• EXERCISE REQUIREMENTS: Retype the records below so that each one matches exactly.

• DATASET CONTENT:
Content starts

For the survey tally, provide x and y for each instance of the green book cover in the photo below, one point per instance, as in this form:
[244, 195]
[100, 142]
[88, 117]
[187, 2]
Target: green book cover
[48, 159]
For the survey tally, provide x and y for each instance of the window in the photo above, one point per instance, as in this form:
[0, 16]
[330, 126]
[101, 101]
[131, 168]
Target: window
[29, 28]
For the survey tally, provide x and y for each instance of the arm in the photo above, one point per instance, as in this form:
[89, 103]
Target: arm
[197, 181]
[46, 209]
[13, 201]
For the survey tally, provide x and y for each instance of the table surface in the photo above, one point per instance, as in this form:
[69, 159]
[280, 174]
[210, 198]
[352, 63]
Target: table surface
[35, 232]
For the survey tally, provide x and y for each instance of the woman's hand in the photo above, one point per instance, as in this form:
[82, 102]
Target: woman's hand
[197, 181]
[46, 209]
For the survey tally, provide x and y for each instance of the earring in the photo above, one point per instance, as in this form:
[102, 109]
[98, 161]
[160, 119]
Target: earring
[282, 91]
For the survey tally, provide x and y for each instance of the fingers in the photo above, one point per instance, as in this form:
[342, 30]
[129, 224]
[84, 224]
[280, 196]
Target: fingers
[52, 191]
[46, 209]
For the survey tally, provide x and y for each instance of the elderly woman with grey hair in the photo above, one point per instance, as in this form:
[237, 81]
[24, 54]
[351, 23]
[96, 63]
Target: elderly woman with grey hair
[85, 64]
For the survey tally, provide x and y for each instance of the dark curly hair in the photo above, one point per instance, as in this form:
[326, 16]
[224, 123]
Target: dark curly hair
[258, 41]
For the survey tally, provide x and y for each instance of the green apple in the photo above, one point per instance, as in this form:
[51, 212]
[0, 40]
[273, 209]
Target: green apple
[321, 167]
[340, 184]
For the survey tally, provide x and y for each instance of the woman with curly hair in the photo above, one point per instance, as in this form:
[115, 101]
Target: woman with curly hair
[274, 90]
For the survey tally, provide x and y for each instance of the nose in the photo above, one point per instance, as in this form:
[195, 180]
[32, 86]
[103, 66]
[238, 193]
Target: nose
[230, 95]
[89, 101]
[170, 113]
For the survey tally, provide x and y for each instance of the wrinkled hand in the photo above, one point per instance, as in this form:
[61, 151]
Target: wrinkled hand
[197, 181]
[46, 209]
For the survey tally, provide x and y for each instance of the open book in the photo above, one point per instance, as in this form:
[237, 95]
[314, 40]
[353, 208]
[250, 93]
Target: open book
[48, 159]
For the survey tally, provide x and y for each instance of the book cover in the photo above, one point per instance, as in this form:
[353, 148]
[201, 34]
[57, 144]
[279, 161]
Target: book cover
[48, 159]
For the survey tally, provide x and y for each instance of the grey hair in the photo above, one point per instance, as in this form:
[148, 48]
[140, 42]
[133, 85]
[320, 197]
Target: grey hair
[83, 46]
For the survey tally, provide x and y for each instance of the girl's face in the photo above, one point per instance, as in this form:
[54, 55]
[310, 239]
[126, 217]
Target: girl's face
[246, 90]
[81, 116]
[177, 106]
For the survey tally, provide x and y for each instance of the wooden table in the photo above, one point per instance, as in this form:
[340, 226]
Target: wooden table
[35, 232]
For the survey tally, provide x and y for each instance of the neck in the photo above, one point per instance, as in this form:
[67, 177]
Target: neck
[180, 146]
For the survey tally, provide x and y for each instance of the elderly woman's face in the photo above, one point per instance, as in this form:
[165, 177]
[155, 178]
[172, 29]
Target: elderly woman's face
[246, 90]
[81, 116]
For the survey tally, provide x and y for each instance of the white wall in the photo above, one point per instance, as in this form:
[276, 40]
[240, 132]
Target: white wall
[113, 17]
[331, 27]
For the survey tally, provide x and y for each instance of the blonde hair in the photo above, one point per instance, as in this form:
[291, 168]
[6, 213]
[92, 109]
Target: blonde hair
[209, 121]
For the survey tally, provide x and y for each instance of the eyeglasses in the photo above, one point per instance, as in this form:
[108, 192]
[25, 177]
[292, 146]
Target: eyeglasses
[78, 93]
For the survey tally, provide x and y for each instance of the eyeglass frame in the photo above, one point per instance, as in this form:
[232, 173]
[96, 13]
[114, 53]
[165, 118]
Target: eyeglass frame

Content ends

• OUTPUT FOR THIS TASK:
For the survey tally, provide x and y for each instance of the green book cover in the photo below, one point per instance, as in this form:
[244, 195]
[100, 142]
[88, 117]
[187, 2]
Target: green book cover
[48, 159]
For the survey tally, provide x and y for each instance of the window in the photo above, one point per instance, as in this form:
[0, 16]
[330, 126]
[101, 101]
[131, 168]
Target: window
[29, 28]
For the survey tally, provide x and y for each instance of the arm in the photo above, one point per instance, as in this form:
[89, 103]
Target: arm
[197, 181]
[46, 209]
[13, 201]
For the survey tally, provide x and y for each instance of the table surface in the photo above, one point per instance, as in this form:
[69, 159]
[280, 174]
[210, 198]
[352, 63]
Target: table surface
[35, 232]
For the survey tally, provide x and y for each instance of the woman's hand in the photo above, one point per instance, as in this form:
[82, 102]
Target: woman's hand
[197, 181]
[46, 209]
For the survey tally, provide x and y for each instance of the earring in the photo above, one point per instance, as in this form:
[102, 109]
[98, 161]
[160, 119]
Target: earring
[282, 91]
For the survey tally, provide x and y for each instance of the fingers in the photo above, one point per instance, as in this form:
[342, 30]
[129, 224]
[84, 224]
[280, 196]
Target: fingers
[52, 191]
[46, 209]
For the survey tally, provide x and y for each instance of the elderly woman with grey hair in the photo above, one point per instance, as in this form:
[237, 81]
[24, 54]
[351, 23]
[96, 63]
Target: elderly woman with grey hair
[85, 64]
For the survey tally, provide x and y for each instance of the dark curly hair in the photo above, one point per instance, as in this form:
[326, 16]
[224, 123]
Target: dark curly hair
[258, 41]
For the survey tally, provide x and y for each instance of the green apple in the photo above, one point per instance, as in this form:
[51, 212]
[0, 40]
[273, 209]
Target: green apple
[321, 167]
[340, 184]
For the survey tally, provide x and y for each instance of the woman with curly hair in the photo above, one point per instance, as in this form:
[115, 101]
Target: woman with curly hair
[274, 90]
For the survey tally, provide x and y for each instance of the nose in the photo above, one point per instance, as in this form:
[195, 180]
[32, 86]
[103, 66]
[238, 193]
Target: nose
[230, 95]
[89, 101]
[170, 113]
For the survey tally, provide x and y for each instance of the wrinkled hand in the photo above, one point per instance, as in this form:
[61, 151]
Target: wrinkled hand
[197, 181]
[46, 209]
For the survey tally, provide x and y for each instance of the open book in the photo above, one point per instance, as in this form:
[237, 95]
[314, 40]
[353, 208]
[250, 93]
Target: open book
[48, 159]
For the survey tally, provide x and y for each instance of the book cover in the photo above, one point per instance, as in this form:
[353, 148]
[201, 34]
[57, 144]
[279, 161]
Target: book cover
[48, 159]
For the survey tally, provide x and y for each instance of the grey hair in the photo above, one point per instance, as in this form:
[148, 48]
[140, 42]
[133, 85]
[320, 197]
Target: grey hair
[83, 46]
For the survey tally, provide x and y for each instance of the girl's face in the photo above, one point per instance, as in this form:
[54, 55]
[310, 239]
[126, 217]
Target: girl's face
[246, 90]
[81, 116]
[177, 106]
For the survey tally, provide x and y for each instance of the wooden table in the photo above, one point per instance, as in this form:
[340, 226]
Target: wooden table
[35, 232]
For the survey tally, provide x and y for each instance of the neck in the photo above, one point per instance, as in this form:
[67, 177]
Target: neck
[180, 146]
For the survey tally, provide x and y for each instance of the elderly woman's face in the photo above, one point per instance, as in this form:
[165, 177]
[155, 178]
[172, 29]
Target: elderly woman's face
[246, 90]
[81, 116]
For the survey tally, provide x and y for each instance of the white wall in the photo above, one point per instance, as in this form:
[276, 40]
[240, 132]
Target: white wall
[113, 17]
[331, 27]
For the survey tally, provide x and y for each instance of the blonde hair in the photo above, one point per instance, as in this form:
[291, 168]
[6, 213]
[92, 109]
Target: blonde hair
[209, 121]
For the survey tally, provide x and y for each instance of the eyeglasses in the photo above, one point per instance, as in this form:
[108, 192]
[25, 177]
[292, 146]
Target: eyeglasses
[78, 93]
For the survey tally, provide x and y for each instance of the eyeglass frame in the photo above, one point per instance, as in this form:
[232, 173]
[96, 13]
[114, 53]
[165, 118]
Target: eyeglass frame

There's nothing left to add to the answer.